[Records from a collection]
::::::

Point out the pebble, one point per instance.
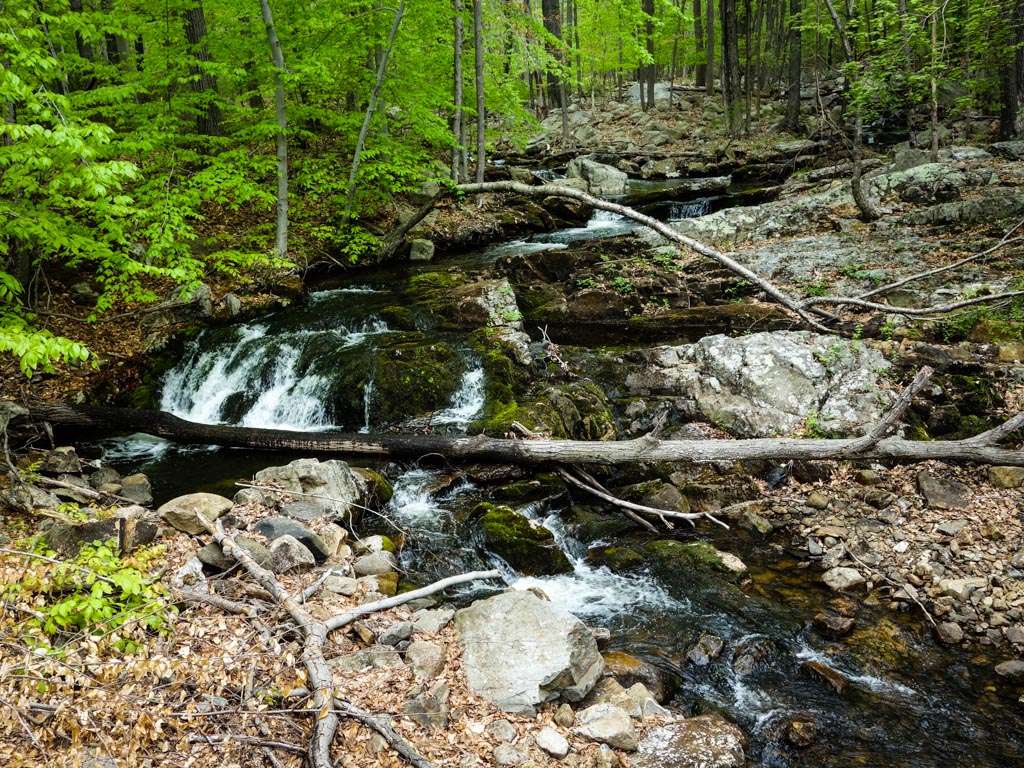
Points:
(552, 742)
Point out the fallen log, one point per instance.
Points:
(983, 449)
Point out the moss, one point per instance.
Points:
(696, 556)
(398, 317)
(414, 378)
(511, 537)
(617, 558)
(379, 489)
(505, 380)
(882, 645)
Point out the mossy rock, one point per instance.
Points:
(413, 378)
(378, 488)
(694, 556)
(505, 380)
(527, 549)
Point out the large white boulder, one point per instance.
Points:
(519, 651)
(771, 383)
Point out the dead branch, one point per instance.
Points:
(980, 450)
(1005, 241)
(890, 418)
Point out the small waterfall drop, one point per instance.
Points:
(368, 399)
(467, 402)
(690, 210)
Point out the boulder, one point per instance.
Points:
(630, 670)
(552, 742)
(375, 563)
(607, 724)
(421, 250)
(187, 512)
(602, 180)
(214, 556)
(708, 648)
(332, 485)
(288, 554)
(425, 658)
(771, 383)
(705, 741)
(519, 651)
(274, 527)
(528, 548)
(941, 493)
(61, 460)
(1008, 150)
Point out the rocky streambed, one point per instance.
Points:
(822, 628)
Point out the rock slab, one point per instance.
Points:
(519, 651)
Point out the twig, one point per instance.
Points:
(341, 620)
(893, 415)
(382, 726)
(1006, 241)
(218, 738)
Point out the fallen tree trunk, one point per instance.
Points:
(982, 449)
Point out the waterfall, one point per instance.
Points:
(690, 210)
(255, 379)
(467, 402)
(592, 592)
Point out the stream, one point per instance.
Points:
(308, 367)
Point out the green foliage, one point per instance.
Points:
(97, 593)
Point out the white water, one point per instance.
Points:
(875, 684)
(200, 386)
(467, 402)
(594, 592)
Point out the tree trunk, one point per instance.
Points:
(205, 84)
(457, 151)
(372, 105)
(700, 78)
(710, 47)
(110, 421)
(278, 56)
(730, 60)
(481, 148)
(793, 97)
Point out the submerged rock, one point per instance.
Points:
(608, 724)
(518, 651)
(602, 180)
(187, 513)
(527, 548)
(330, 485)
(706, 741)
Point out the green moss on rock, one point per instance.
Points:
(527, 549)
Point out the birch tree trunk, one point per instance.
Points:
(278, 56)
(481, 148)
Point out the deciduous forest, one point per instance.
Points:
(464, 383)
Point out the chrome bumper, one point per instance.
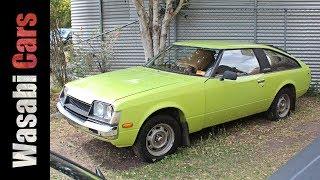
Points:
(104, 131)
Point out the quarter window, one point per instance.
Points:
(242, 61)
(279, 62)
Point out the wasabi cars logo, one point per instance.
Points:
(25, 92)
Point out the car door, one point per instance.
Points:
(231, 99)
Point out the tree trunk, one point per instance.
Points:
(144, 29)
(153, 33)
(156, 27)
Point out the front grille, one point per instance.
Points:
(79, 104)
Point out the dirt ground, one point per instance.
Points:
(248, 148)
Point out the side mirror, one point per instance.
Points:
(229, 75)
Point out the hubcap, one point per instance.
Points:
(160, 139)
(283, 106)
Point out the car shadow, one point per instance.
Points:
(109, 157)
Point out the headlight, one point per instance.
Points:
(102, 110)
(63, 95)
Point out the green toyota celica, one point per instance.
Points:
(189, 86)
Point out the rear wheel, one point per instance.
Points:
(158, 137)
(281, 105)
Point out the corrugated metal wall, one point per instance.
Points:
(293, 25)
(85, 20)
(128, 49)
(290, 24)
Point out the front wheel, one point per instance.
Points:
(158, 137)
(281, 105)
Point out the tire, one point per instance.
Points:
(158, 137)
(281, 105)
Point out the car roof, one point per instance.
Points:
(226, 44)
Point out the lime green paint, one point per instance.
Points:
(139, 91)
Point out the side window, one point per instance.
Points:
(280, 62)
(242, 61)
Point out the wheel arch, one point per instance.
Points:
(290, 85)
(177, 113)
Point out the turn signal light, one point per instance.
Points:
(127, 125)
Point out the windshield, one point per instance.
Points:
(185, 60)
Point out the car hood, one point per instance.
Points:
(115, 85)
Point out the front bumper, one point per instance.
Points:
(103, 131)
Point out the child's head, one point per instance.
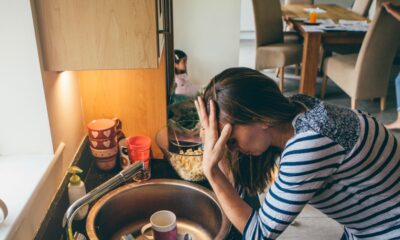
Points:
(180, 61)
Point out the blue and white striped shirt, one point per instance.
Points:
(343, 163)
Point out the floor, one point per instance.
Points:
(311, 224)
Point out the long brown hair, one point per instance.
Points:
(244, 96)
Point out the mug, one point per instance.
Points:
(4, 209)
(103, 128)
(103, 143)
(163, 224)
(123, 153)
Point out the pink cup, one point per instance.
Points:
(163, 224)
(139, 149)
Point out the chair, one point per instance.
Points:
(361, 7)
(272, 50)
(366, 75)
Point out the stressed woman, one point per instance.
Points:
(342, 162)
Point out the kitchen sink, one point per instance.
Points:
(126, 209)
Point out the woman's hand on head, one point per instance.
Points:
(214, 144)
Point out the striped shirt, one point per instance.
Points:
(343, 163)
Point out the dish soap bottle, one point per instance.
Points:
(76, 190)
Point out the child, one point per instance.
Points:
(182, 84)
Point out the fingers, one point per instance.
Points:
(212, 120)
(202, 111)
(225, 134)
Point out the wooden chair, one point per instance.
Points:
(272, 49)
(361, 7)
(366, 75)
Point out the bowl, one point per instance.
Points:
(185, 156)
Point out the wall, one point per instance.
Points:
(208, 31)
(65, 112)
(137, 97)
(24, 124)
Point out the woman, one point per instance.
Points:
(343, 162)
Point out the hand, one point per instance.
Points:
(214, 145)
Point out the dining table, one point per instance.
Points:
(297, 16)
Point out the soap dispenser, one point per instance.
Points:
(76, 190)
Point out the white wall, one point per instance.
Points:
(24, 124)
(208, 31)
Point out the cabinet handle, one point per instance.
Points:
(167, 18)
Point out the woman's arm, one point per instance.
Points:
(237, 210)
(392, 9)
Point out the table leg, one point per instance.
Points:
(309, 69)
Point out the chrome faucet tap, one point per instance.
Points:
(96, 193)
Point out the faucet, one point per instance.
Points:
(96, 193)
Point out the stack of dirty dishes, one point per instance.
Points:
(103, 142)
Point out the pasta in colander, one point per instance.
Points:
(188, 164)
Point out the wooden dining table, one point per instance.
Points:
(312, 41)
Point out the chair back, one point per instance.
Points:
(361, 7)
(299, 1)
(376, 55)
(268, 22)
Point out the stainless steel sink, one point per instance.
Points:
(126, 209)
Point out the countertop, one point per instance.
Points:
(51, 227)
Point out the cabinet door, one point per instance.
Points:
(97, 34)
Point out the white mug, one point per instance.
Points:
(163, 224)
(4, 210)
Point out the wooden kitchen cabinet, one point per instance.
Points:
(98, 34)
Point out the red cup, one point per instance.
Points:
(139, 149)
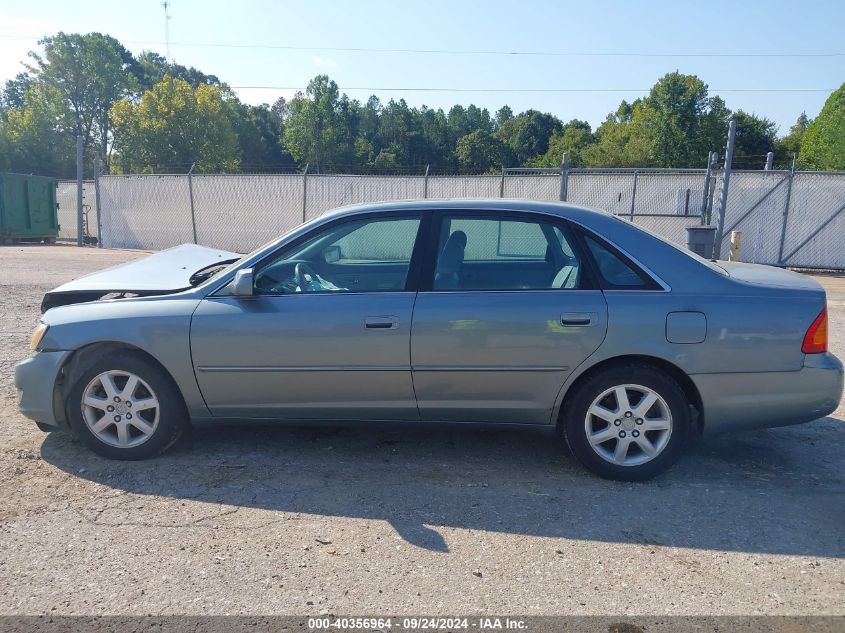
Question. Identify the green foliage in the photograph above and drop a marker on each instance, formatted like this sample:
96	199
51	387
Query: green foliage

::::::

## Task description
Reproduce the data above verbatim, minus any images.

## Written solution
Point out the pebble, one point per instance.
Points:
(552, 742)
Point out the fallen log, one point per instance.
Points:
(983, 449)
Point out the moss, one point per instance.
Points:
(696, 556)
(398, 317)
(414, 378)
(511, 537)
(617, 558)
(379, 489)
(505, 380)
(882, 645)
Point out the mossy rock, one point per instance.
Points:
(413, 378)
(378, 488)
(694, 556)
(505, 380)
(527, 549)
Point out the large white boulder, one point per instance.
Points:
(519, 651)
(771, 383)
Point out the dead branch, one point per instance.
Points:
(980, 450)
(1005, 241)
(890, 418)
Point out the small waterfall drop, one point per instance.
Points:
(368, 399)
(467, 402)
(690, 210)
Point out the boulder, one point per instance.
Points:
(630, 670)
(552, 742)
(375, 563)
(607, 724)
(421, 250)
(187, 512)
(602, 180)
(214, 556)
(708, 648)
(332, 485)
(288, 554)
(425, 658)
(771, 383)
(705, 741)
(519, 651)
(274, 527)
(528, 548)
(941, 493)
(61, 460)
(1008, 150)
Point out the rocky streambed, one point per instance.
Points:
(822, 628)
Point out the rock slab, one point per instance.
Points:
(519, 651)
Point out the twig, one point per instance.
Points:
(341, 620)
(893, 415)
(382, 726)
(1006, 241)
(218, 738)
Point out the fallen tree trunk, one point per instance.
Points:
(982, 449)
Point out the waterfall, one point per instance.
Points:
(690, 210)
(255, 379)
(467, 402)
(592, 592)
Point out the stream, one point per instance.
Points:
(308, 367)
Point out the green foliage, one point per instance.
Points:
(97, 593)
Point out the white water, one point per instance.
Points:
(875, 684)
(200, 386)
(467, 402)
(594, 592)
Point out the tree trunk, one point per instance.
Points:
(205, 84)
(457, 151)
(372, 105)
(700, 78)
(710, 47)
(110, 421)
(278, 56)
(730, 60)
(481, 148)
(793, 97)
Point out the submerged rock, one point per instance.
Points:
(608, 724)
(518, 651)
(602, 180)
(187, 513)
(527, 548)
(330, 485)
(706, 741)
Point out the green moss on rock, one point per instance.
Points:
(527, 549)
Point out the birch tree trunk, one point per instance.
Points:
(278, 56)
(481, 148)
Point out the deciduous forest, one point per instance.
Points:
(464, 383)
Point out the chrome bumper, one point per instance.
Points:
(104, 131)
Point out the quarter window, one point per instance.
Points:
(242, 61)
(279, 62)
Point out the wasabi cars logo, one point per instance.
Points:
(25, 92)
Point out the car door, one point per instance.
Points:
(231, 99)
Point out the tree trunk, one point per instance.
Points:
(144, 29)
(153, 33)
(156, 27)
Point out the front grille, one point per instance.
Points:
(79, 104)
Point out the dirt ground, one point per instance.
Points:
(248, 148)
Point out the side mirror, one point per instance.
Points:
(229, 75)
Point out the hubcap, one point per instance.
Points:
(160, 139)
(283, 106)
Point out the car shadow, one point per instance.
Points:
(109, 157)
Point out the headlight, one point per instance.
Points:
(102, 110)
(63, 95)
Point out the green toyota celica, one point per instance.
Points:
(189, 86)
Point out the rear wheel, one point per instance.
Points:
(158, 137)
(281, 105)
Point out the corrugated metal wall, one point per instance.
Points:
(293, 25)
(85, 20)
(128, 49)
(290, 24)
Point out the front wheel, one point per instance.
Points:
(158, 137)
(281, 105)
Point out the tire, one point per instance.
Points:
(158, 137)
(281, 105)
Point out the car roof, one point per instance.
Points:
(226, 44)
Point out the lime green paint, one point per instance.
Points:
(139, 91)
Point out the side window, one point per instance.
Points:
(280, 62)
(242, 61)
Point out the wheel arch, one point per instance.
Points:
(290, 85)
(177, 113)
Point out the turn signal light, one point per instance.
Points:
(127, 125)
Point out the windshield, one point per instance.
Points:
(185, 60)
Point out the car hood, one point per instance.
Points:
(115, 85)
Point out the front bumper, one point per instance.
Points:
(103, 131)
Point out the child's head, one point per instance.
Points:
(180, 61)
Point out the blue and white striped shirt, one point per instance.
Points:
(343, 163)
Point out the floor, one point per instance.
Points:
(311, 224)
Point out the long brown hair, one point per instance.
Points:
(244, 96)
Point out the mug, one point per instance.
Points:
(4, 209)
(103, 128)
(103, 143)
(163, 224)
(123, 153)
Point out the pink cup, one point per instance.
Points:
(163, 224)
(139, 149)
Point out the chair, one point per instance.
Points:
(361, 7)
(272, 50)
(366, 75)
Point out the stressed woman, one point per instance.
Points:
(342, 162)
Point out the kitchen sink, one point per instance.
Points:
(126, 209)
Point out the woman's hand on head, one point per instance.
Points:
(214, 144)
Point out the striped shirt, one point per instance.
Points:
(343, 163)
Point out the dish soap bottle, one point per instance.
Points:
(76, 190)
Point out the child, one point per instance.
Points:
(182, 84)
Point out the fingers, one point per instance.
Points:
(212, 120)
(202, 111)
(225, 134)
Point out the wooden chair, one point per instance.
Points:
(272, 49)
(361, 7)
(366, 75)
Point out the bowl, one point per instance.
Points:
(185, 156)
Point out the wall, one point per instance.
Points:
(208, 31)
(65, 112)
(137, 97)
(24, 124)
Point out the woman, one point per instance.
Points:
(343, 162)
Point out the hand, one point per instance.
Points:
(214, 145)
Point out the dining table, one point per instance.
Points:
(297, 16)
Point out the soap dispenser, one point per instance.
Points:
(76, 190)
Point out the white wall, one point per instance.
Points:
(24, 124)
(208, 31)
Point out the cabinet handle, one point per instance.
Points:
(167, 18)
Point out the woman's arm, one point per instance.
Points:
(237, 210)
(392, 9)
Point out the table leg, one point per instance.
Points:
(309, 69)
Point out the chrome faucet tap, one point per instance.
Points:
(96, 193)
Point out the faucet, one point per instance.
Points:
(96, 193)
Point out the stack of dirty dishes, one point per instance.
Points:
(103, 142)
Point out the pasta in colander, one point per instance.
Points:
(188, 164)
Point out the wooden dining table, one point per instance.
Points:
(312, 41)
Point out the chair back, one point per instance.
Points:
(361, 7)
(299, 1)
(376, 55)
(268, 22)
Point out the stainless steel sink, one point per instance.
Points:
(126, 209)
Point out the countertop, one point per instance.
Points:
(51, 227)
Point out the cabinet door, one point per instance.
Points:
(97, 34)
Point out the white mug, one point per instance.
Points:
(163, 224)
(4, 210)
Point out the wooden kitchen cabinet, one point per instance.
Points:
(98, 34)
Point out the red cup, one point per instance.
Points:
(139, 149)
Question. Identify the green foliage in the photograph above and drop a marker on each instance, formatted like this sample:
96	199
51	387
Query: green foliage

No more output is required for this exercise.